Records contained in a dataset

▼

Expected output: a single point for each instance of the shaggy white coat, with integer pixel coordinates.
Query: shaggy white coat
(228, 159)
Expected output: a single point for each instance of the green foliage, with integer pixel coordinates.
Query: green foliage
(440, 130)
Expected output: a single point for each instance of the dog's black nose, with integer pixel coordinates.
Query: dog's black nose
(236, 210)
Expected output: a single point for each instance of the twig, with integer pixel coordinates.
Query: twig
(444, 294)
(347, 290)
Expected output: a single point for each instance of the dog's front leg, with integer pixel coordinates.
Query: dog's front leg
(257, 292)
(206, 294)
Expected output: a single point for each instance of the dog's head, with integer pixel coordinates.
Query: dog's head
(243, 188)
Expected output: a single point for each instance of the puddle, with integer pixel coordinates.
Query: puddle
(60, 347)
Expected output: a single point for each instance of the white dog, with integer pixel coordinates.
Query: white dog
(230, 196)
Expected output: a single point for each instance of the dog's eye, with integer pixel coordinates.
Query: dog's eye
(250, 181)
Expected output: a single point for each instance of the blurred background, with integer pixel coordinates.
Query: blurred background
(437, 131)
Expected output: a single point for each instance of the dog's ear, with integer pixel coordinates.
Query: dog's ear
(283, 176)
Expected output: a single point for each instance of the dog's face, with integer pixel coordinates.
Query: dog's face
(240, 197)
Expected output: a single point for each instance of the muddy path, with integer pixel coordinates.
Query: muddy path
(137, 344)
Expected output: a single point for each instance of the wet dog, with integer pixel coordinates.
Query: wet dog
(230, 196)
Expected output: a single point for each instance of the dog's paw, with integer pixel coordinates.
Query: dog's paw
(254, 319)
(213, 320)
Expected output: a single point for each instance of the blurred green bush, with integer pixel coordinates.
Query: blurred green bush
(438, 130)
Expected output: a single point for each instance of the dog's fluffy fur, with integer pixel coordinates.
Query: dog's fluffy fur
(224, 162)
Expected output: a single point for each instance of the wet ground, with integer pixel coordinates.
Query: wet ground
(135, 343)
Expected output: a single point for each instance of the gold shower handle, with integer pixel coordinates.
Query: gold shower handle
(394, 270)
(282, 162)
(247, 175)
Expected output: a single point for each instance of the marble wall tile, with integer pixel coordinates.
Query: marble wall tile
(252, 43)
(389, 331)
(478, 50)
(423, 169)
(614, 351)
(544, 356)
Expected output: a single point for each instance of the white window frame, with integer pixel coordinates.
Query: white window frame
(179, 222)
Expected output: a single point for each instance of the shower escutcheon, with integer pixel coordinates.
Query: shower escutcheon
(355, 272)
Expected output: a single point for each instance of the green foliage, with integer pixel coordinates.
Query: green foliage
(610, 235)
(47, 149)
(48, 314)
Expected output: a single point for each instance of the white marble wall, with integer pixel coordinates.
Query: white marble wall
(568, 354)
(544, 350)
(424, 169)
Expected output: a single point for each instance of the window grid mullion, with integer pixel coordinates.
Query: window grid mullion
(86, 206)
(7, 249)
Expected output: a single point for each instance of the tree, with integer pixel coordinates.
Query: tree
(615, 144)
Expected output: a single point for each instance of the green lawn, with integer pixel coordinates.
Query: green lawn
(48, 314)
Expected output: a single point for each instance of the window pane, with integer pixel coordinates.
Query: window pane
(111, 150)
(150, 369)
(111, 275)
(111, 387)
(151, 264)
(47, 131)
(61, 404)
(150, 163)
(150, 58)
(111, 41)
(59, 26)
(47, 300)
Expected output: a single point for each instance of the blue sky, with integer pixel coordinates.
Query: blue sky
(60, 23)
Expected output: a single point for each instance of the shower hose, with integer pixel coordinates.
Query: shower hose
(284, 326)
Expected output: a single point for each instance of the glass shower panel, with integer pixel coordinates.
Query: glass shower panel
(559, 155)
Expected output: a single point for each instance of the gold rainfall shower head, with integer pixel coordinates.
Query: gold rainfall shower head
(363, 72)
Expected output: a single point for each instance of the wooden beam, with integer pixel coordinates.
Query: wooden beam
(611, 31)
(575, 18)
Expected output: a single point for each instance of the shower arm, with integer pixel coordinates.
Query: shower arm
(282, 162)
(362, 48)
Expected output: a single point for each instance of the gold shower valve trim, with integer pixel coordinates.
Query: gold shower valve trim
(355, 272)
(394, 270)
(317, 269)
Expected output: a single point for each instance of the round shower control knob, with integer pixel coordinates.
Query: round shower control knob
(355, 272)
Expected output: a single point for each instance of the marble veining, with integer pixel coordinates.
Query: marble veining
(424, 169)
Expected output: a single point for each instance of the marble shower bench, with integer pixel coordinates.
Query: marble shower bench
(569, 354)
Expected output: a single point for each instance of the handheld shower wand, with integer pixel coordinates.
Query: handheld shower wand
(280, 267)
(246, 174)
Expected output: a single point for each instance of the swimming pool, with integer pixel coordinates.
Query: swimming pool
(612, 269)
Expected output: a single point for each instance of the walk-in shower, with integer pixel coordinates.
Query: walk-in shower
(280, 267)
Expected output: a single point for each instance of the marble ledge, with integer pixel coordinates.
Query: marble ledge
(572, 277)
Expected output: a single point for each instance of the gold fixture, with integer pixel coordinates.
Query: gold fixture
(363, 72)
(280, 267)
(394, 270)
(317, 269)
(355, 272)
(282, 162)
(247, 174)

▲

EXERCISE: The response must contain every entry, each one identical to the original.

TASK SOLUTION:
Expected output: a single point for each instance of the shaggy white coat, with integer pixel coordinates.
Query: shaggy white coat
(228, 159)
Expected output: a single point for each instance of the green foliage, with integer pixel coordinates.
Query: green foliage
(440, 130)
Expected output: a single point for each instance of the dog's black nose, with integer pixel coordinates.
Query: dog's black nose
(236, 210)
Expected output: a single point for each instance of the twig, with integer pixel coordinates.
Query: twig
(444, 294)
(347, 290)
Expected output: a single point for each instance of the dog's front leg, with integer pixel coordinates.
Query: dog's front leg
(257, 292)
(206, 294)
Expected output: a single point for each instance of the dog's head, with integer pixel coordinates.
Query: dog's head
(243, 188)
Expected output: a single point for each instance of the puddle, with integer pixel coordinates.
Query: puddle
(60, 347)
Expected output: a single point for each instance of the white dog, with integer pixel coordinates.
Query: white dog
(230, 196)
Expected output: a single point for each instance of the dog's eye, with integer pixel coordinates.
Query: dog's eye
(250, 181)
Expected output: a single point for each instance of the blurred background, with integer pixel coordinates.
Query: blurred background
(437, 131)
Expected output: a single point for each instance of the dog's ear, with integer pixel coordinates.
Query: dog's ear
(283, 176)
Expected output: a single point for each instance of the dog's face, with integer pixel coordinates.
Query: dog's face
(240, 197)
Expected output: a single point for each instance of the muddy path, with integer pixel coordinates.
Query: muddy path
(137, 344)
Expected output: a single point for each instance of the wet dog, with integer pixel coordinates.
Query: wet dog
(230, 196)
Expected output: a single point for each instance of the dog's paw, with integer pixel coordinates.
Query: dog's paw
(254, 319)
(213, 320)
Expected output: a single point for each instance of the blurred green bush, with integer pixel coordinates.
Query: blurred green bush
(438, 130)
Expected output: a single point for each instance of the dog's fluffy fur, with integer pixel coordinates.
Query: dog's fluffy fur
(224, 162)
Expected output: a single point for each instance of the wet ground, with integer pixel coordinates.
Query: wet ground
(135, 343)
Expected output: a single point for each instance of the gold shower handle, with integer pixel coordinates.
Query: gold shower handle
(394, 270)
(282, 162)
(247, 175)
Expected output: a single point for each instance of the marble wall tile, with integer pixel coordinates.
Query: marble wall tile
(252, 43)
(389, 331)
(478, 50)
(423, 169)
(614, 351)
(544, 356)
Expected output: a single point for each instance of the white window frame, with integer pixel coordinates.
Query: white window frame
(179, 222)
Expected output: a single point for each instance of the shower escutcheon, with integer pixel coordinates.
Query: shower escutcheon
(355, 272)
Expected output: a single point for each instance of the green foliage, with integer pixel coordinates.
Query: green foliage
(610, 235)
(47, 149)
(48, 314)
Expected output: a single point for each instance of the white marble wall, with integer pixel coordinates.
Query: white marble wall
(568, 354)
(544, 350)
(424, 169)
Expected output: a single point for each instance of the window grid mullion, with integer pixel coordinates.
Query: window grid mullion
(86, 206)
(7, 249)
Expected output: a single point for each instance of the tree, with integer pixel coordinates.
Query: tree
(615, 144)
Expected output: a single point for each instance of the green lawn, with integer pixel coordinates.
Query: green lawn
(48, 314)
Expected output: a single point for each instance of the window pane, with integer pixel coordinates.
Query: window pane
(111, 150)
(150, 369)
(111, 275)
(111, 387)
(151, 264)
(47, 131)
(61, 404)
(150, 163)
(150, 58)
(111, 41)
(59, 26)
(47, 300)
Expected output: a single point for each instance of the blue sky, with integer pixel coordinates.
Query: blue sky
(60, 23)
Expected output: a single point for each instance of the shower hose, with integer pixel coordinates.
Query: shower hose
(284, 326)
Expected output: a single point for each instance of the glass shower panel, with integer pixel coordinates.
Query: glass shower panel
(559, 155)
Expected output: a single point for each instance of the gold rainfall shower head, with integer pixel coordinates.
Query: gold rainfall shower head
(363, 72)
Expected output: a single point for each instance of the wooden beam, with integer pixel coordinates.
Query: wooden beam
(611, 31)
(575, 18)
Expected output: a single point for each instance of the shower arm, with integer pixel coordinates.
Query: shower arm
(282, 162)
(362, 48)
Expected output: a single point for each instance of the gold shower valve trim, with integer pixel coordinates.
Query: gold shower valve trim
(355, 272)
(394, 270)
(317, 269)
Expected output: a single point for each instance of the round shower control knob, with integer pixel coordinates.
Query: round shower control knob
(355, 272)
Expected output: a single point for each instance of the marble veining, with integer pixel coordinates.
Query: marble veining
(424, 169)
Expected output: a single point for each instance of the marble shower bench, with integer pixel coordinates.
Query: marble shower bench
(569, 354)
Expected output: a single point for each instance of the handheld shower wand, with integer pixel coordinates.
Query: handheld shower wand
(280, 267)
(246, 174)
Expected output: a single point for each instance of the swimming pool, with integer pixel coordinates.
Query: swimming pool
(612, 269)
Expected output: a single point for each instance of the walk-in shower, with integer pixel coordinates.
Query: walk-in shower
(280, 267)
Expected output: a single point for each instance of the marble ledge, with integer pixel coordinates.
Query: marble ledge
(572, 277)
Expected output: a single point for each instance of the gold fixture, with integer pixel coordinates.
Query: gold fixture
(363, 72)
(280, 267)
(394, 270)
(317, 269)
(355, 272)
(282, 162)
(247, 174)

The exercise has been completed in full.